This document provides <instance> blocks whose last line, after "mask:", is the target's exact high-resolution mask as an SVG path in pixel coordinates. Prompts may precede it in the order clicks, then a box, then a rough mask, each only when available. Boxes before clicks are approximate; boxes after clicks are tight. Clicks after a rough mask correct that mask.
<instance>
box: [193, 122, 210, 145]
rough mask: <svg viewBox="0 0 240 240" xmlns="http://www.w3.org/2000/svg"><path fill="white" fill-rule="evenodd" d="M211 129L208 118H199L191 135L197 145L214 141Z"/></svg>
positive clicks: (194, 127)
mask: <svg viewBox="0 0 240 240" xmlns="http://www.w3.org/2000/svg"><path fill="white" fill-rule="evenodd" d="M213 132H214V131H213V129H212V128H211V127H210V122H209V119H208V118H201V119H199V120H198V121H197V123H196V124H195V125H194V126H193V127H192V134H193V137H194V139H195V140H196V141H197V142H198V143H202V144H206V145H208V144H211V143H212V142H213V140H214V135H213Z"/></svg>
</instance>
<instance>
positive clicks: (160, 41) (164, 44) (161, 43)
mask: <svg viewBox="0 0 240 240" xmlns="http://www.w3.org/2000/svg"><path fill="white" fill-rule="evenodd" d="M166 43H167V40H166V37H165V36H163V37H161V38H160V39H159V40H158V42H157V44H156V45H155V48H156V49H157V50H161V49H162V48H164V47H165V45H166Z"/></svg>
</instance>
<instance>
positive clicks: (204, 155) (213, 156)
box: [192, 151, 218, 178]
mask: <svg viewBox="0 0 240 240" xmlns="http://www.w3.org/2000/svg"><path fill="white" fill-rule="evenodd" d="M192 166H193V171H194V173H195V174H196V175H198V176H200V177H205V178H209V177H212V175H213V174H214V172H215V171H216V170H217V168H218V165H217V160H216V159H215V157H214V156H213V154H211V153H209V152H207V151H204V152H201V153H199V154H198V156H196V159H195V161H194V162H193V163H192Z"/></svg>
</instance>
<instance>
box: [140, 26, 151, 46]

• [YOUR GOAL]
Your answer should consist of copies of the lines above that include the string "rough".

• [ANSWER SECTION]
This document provides <instance> blocks whose last line, after "mask:", is the target's exact high-resolution mask as an SVG path in pixel coordinates. Prompts may precede it in the order clicks, then a box, then a rough mask, each only when available. Boxes before clicks are approximate; boxes after clicks are tight. Clicks after a rough mask correct that mask.
rough mask: <svg viewBox="0 0 240 240" xmlns="http://www.w3.org/2000/svg"><path fill="white" fill-rule="evenodd" d="M211 129L208 118H199L191 135L197 145L214 141Z"/></svg>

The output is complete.